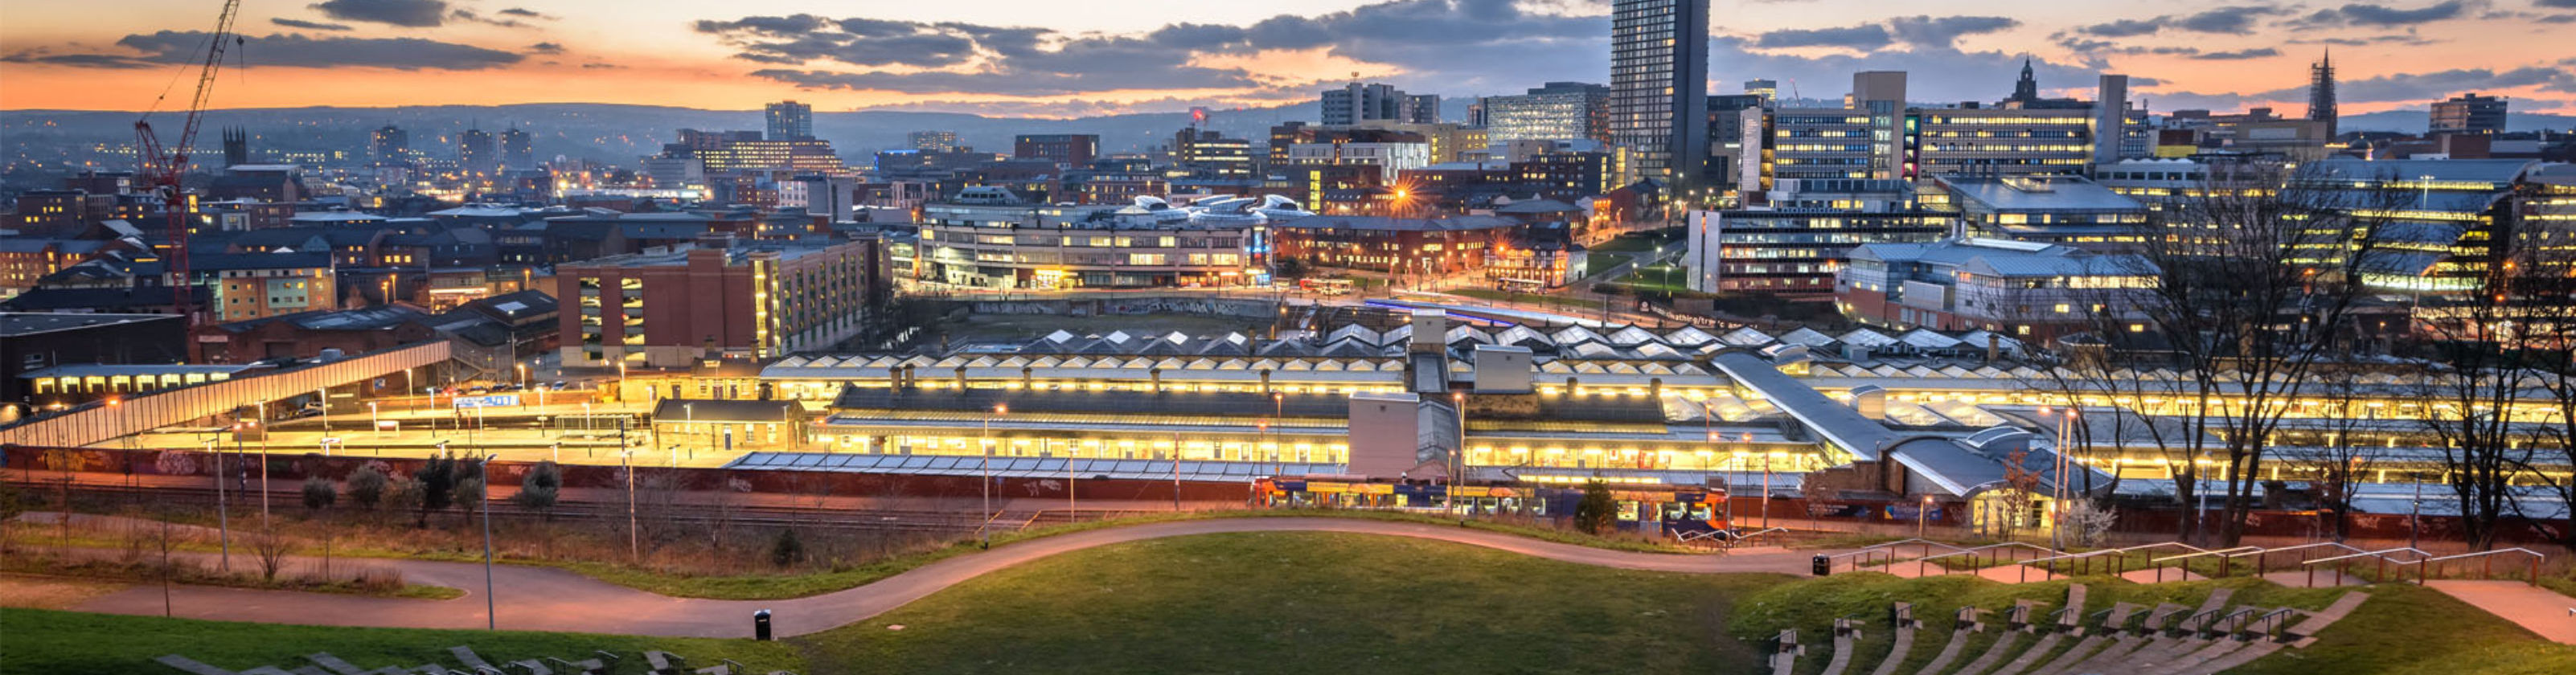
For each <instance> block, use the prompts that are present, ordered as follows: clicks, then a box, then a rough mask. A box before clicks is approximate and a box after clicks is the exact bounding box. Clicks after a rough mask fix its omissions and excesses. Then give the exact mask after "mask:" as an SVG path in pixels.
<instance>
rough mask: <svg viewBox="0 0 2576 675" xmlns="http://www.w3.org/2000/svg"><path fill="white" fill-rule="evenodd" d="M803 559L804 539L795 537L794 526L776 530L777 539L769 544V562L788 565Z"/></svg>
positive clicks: (803, 555) (798, 561)
mask: <svg viewBox="0 0 2576 675" xmlns="http://www.w3.org/2000/svg"><path fill="white" fill-rule="evenodd" d="M801 559H804V541H799V538H796V528H783V531H778V541H775V544H770V564H778V567H788V564H796V562H801Z"/></svg>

_WHAT YOU WILL DO:_ Reproduce the data above verbatim, omitting the picture.

_OUTPUT OF THE EXERCISE:_
For each <instance> block, use the prompts that are present, ordered as follows: clicks, then a box, then a rough mask. A box before clicks is approximate and a box after clicks is the exact bounding box. Clicks after a rough mask fix its omissions and excesses. Then give the exact mask after "mask:" as an SVG path in pixels.
<instance>
rough mask: <svg viewBox="0 0 2576 675" xmlns="http://www.w3.org/2000/svg"><path fill="white" fill-rule="evenodd" d="M803 559L804 539L795 537L794 526L776 530L777 539L769 544V562L788 565Z"/></svg>
positive clicks: (803, 555) (798, 561)
mask: <svg viewBox="0 0 2576 675" xmlns="http://www.w3.org/2000/svg"><path fill="white" fill-rule="evenodd" d="M801 559H804V541H799V538H796V528H783V531H778V541H775V544H770V564H778V567H788V564H796V562H801Z"/></svg>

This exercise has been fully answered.